▶ _Problems and tasks_:
(a) In the personal account below, what ATAR score did the writer get?
(b) Take the personal account below further, starting right after its last sentence.

I started High School (mainstream) in 2008, and graduated in 2013. Like Primary School, I enjoyed High School. I liked studying, and was a high achieving student. The fact that I could be independent and I never needed any physical help writing or doing my work meant a lot to me, and I loved that I was good at studying. I made life-long friends, and really enjoyed school. Apart from breaking my hip in Year 8 due to my osteoporosis, High School went pretty smoothly health wise. For Year 12 I studied English, Art, Psychology, Visual Communication and Design, Further Maths and Literature. I hand wrote all of my exams in the same time as everyone else, and got an ATAR score of 91%.

I always knew that I wanted to go to University, and although I had a lot of interests, I chose a degree that I was passionate about, and would give me an achievable job in the future. I went to University (on campus) and studied Visual Communication Design with a sub-major in Professional and Creative Writing. I went on to do my honours year, which I finished last year. Through everything my mum has always supported me – I wouldn’t be the person I am today without her. This year I have just started my own business working from home as a freelance designer and artist. I have combined my passions of graphic design and art, and I create digital floral and foliage artworks that I sell as limited edition prints. Ever since I was young I dreamed of being an artist, but thought that I would never be able to paint large enough works. Yet I have adapted my technique with digital works and my graphic design skills, allowing my art to be printed as large as I like. I have only just started out, but have already been approached by two art galleries, which my work is currently in. I hope to be successful and keep following my dream.

I have noticed in the last year that my arms are getting weaker. It is a terrifying thought. I have always tried to be as independent as possible. I try to live my life not defined by my disability, as I am so much more than that. But it affects me everyday, and I can’t deny it. I am thankful that my progression has been slow. But the thought of getting older, of getting weaker than I already am, of my arms losing strength, of my lungs getting weaker, is frightening. I have spent my whole life wishing to be just like everyone else. Wishing to be normal. Getting older just makes me want it more. I have the most amazing family, great friends, my own business – I don’t want to get weaker.

▶ _Supplied entries_:
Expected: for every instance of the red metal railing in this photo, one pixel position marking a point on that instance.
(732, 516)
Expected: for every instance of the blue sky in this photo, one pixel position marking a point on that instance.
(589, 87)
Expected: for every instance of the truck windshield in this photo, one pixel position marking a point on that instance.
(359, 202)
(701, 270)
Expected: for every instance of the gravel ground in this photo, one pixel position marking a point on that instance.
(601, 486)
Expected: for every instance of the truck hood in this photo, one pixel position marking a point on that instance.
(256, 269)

▶ _Responses per task_:
(a) 91%.

(b)
It is difficult looking back on yourself as a child and being jealous of how physically strong you were. Of how much more energy I used to have. I don’t want to look back on myself now in the future and be jealous of the strength I have now at 23. Spinraza will help me, and every other adult with SMA, know that it won’t just keep getting worse – that it can even get better. I would like to keep living my life without getting weaker. Yet knowing that the first viable treatment ever is out there, a treatment that would stop my progression, but that I can’t access it, is devastating. After waiting for it for 21 years, it never occurred to me that the first treatment wouldn’t be available for everyone with SMA (as we all have the same disease). I understand that it is very expensive, but surely you can’t put a cost on people’s lives and futures. People shouldn’t be excluded just because they are older than 18.

Like many adults with SMA, the question always echoes in the back of my mind; how much more strength will I lose? We all deserve this treatment. We have waited so long for this. I am so happy for all the children with SMA that can access this life-changing treatment, but I hope the government doesn’t forget about everyone with SMA who is over 18. During all our lives so many choices have not been available to us, but this one can be. We deserve this choice too.